**DIRECTION**
Reproduce the material from the line containing "Return one point per instance of the vertical" through the end, requests included, and increase every coordinate in the answers by 93. Leave the coordinates in the requests and their format samples unchanged.

-- INPUT ROWS start --

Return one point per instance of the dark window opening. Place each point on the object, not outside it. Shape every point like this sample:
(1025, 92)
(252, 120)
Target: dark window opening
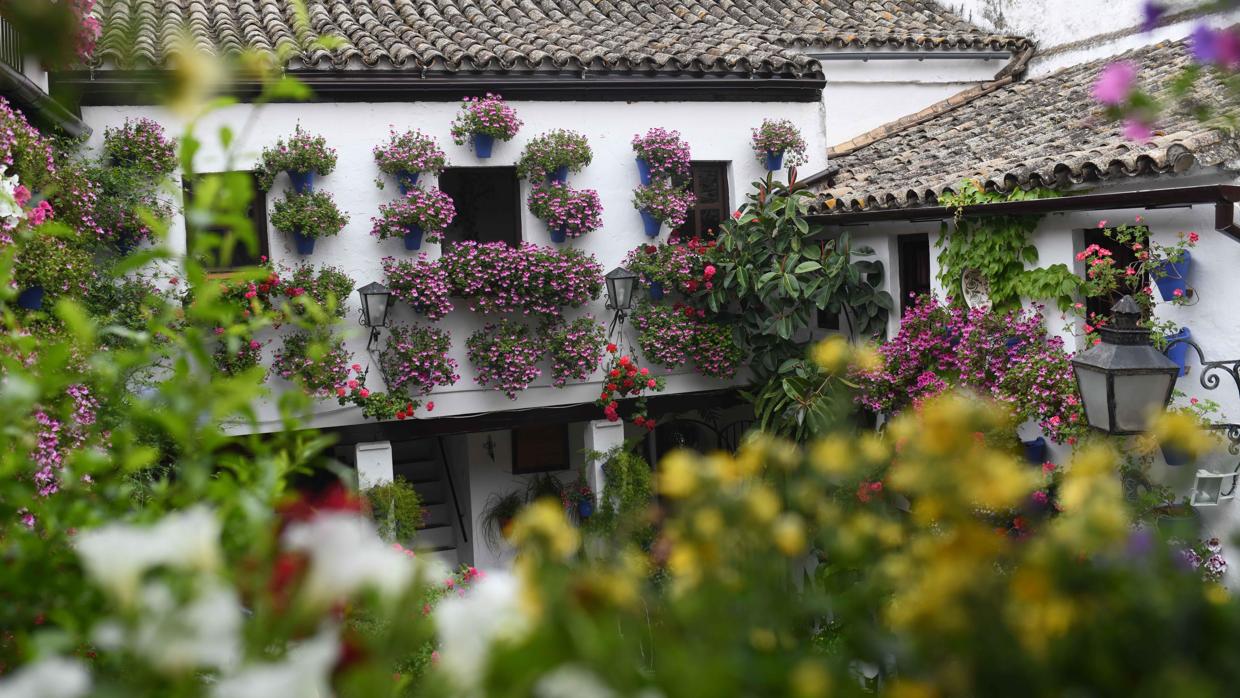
(538, 449)
(708, 181)
(487, 202)
(216, 257)
(914, 260)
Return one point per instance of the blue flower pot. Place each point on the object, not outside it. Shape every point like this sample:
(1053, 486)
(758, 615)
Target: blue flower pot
(559, 175)
(1173, 275)
(1036, 450)
(406, 181)
(644, 171)
(651, 225)
(301, 182)
(413, 237)
(304, 243)
(31, 298)
(482, 145)
(1179, 352)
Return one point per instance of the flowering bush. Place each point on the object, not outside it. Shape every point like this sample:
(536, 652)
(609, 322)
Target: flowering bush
(665, 151)
(313, 215)
(411, 151)
(1006, 357)
(530, 279)
(140, 144)
(489, 115)
(575, 349)
(429, 210)
(505, 356)
(316, 361)
(552, 150)
(779, 135)
(422, 284)
(665, 201)
(562, 207)
(301, 153)
(416, 360)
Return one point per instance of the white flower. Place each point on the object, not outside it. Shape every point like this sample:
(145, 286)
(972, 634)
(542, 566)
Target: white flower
(347, 556)
(469, 625)
(304, 673)
(53, 677)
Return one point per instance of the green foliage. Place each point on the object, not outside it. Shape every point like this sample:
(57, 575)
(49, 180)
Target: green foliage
(396, 508)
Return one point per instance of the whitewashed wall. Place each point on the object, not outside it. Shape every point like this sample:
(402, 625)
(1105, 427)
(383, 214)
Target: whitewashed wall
(714, 132)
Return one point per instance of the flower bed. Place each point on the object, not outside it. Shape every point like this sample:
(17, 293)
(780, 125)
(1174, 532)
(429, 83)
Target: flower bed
(505, 356)
(422, 284)
(416, 360)
(575, 349)
(530, 279)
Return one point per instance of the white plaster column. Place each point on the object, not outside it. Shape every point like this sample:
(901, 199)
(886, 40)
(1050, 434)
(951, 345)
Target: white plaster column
(373, 464)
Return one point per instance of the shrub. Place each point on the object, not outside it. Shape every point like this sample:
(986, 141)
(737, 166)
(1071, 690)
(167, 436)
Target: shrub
(575, 349)
(313, 213)
(416, 360)
(665, 201)
(562, 207)
(552, 150)
(489, 115)
(505, 356)
(429, 210)
(422, 285)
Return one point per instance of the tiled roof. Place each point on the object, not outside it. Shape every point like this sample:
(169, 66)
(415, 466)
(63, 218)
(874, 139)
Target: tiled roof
(1045, 132)
(698, 36)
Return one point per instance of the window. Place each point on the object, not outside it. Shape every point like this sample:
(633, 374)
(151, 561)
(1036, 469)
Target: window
(538, 449)
(708, 181)
(914, 259)
(487, 203)
(256, 211)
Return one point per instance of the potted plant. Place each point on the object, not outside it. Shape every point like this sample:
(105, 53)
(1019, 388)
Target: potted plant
(662, 154)
(422, 284)
(568, 212)
(484, 120)
(779, 143)
(303, 156)
(662, 202)
(553, 155)
(308, 217)
(420, 213)
(407, 155)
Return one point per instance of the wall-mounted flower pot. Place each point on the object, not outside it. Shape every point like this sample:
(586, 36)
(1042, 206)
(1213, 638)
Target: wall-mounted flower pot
(642, 171)
(31, 298)
(301, 182)
(413, 237)
(304, 243)
(1173, 275)
(482, 145)
(650, 223)
(1036, 450)
(406, 181)
(1179, 352)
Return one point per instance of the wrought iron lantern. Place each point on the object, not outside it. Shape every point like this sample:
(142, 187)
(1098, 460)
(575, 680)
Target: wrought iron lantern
(1124, 379)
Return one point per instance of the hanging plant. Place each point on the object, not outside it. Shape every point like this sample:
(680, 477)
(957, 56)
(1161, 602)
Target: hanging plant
(568, 212)
(575, 349)
(422, 285)
(553, 155)
(416, 360)
(301, 156)
(407, 155)
(422, 215)
(505, 356)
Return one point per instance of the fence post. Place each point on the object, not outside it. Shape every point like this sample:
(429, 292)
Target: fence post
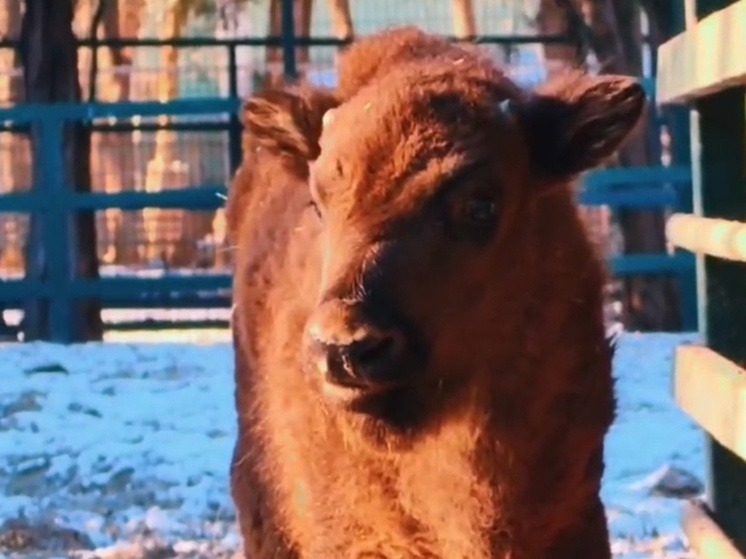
(680, 126)
(722, 194)
(290, 67)
(58, 231)
(235, 153)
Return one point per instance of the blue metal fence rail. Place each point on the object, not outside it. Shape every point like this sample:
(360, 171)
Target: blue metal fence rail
(642, 188)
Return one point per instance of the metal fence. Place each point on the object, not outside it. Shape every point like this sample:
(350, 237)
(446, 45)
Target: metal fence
(158, 168)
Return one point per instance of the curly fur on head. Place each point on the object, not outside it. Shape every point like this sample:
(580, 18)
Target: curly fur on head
(429, 209)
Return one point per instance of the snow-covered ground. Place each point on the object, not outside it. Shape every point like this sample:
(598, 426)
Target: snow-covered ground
(122, 449)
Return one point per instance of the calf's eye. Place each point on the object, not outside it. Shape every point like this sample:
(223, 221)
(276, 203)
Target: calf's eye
(480, 210)
(473, 217)
(315, 207)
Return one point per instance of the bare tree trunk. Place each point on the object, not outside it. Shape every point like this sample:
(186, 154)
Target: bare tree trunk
(464, 21)
(50, 62)
(650, 302)
(12, 153)
(121, 19)
(163, 236)
(302, 13)
(553, 19)
(341, 19)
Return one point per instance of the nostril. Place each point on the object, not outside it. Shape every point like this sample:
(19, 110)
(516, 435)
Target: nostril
(372, 350)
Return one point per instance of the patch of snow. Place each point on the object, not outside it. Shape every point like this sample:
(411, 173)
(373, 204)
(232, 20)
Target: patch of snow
(128, 446)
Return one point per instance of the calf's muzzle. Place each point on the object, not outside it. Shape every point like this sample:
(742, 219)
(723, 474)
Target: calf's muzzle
(348, 348)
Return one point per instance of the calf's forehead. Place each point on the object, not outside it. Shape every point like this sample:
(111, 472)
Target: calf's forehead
(376, 143)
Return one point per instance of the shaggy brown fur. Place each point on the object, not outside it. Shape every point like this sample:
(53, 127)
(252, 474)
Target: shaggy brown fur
(436, 216)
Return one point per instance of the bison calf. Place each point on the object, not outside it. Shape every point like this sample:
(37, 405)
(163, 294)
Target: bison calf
(421, 365)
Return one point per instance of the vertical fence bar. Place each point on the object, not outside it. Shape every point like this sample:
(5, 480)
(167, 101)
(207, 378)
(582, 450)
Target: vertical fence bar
(679, 122)
(722, 128)
(58, 231)
(234, 127)
(290, 66)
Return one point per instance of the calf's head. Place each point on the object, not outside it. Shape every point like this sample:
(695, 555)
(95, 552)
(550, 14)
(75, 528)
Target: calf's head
(421, 194)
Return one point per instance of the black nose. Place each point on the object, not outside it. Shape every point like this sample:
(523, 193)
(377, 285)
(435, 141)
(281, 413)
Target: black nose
(350, 351)
(369, 360)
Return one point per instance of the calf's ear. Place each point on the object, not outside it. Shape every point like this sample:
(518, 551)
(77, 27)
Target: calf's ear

-- INPUT ROWS end --

**ANSWER FOR THE TASK**
Return one point per instance of the vertical fence bar. Place each point on the object, not outside it. Shape every point like this sample:
(5, 480)
(167, 101)
(207, 378)
(582, 450)
Target: vertical fence bar
(772, 215)
(815, 221)
(151, 324)
(327, 220)
(383, 159)
Return one point per instance of the calf's head. Place each point on the object, not outside it. Shape every point like this sample:
(695, 555)
(95, 552)
(550, 14)
(75, 528)
Target: calf's head
(514, 287)
Return one point per instance of the black nose. Place each point on the object, not outside it. Shape every point like this sample:
(523, 193)
(377, 285)
(435, 141)
(281, 413)
Target: black nose
(443, 444)
(462, 453)
Return one point per instance of the calf's ear. Place each point on the object, not outside it. Shape every point like this sample:
(518, 551)
(77, 27)
Target: calf's ear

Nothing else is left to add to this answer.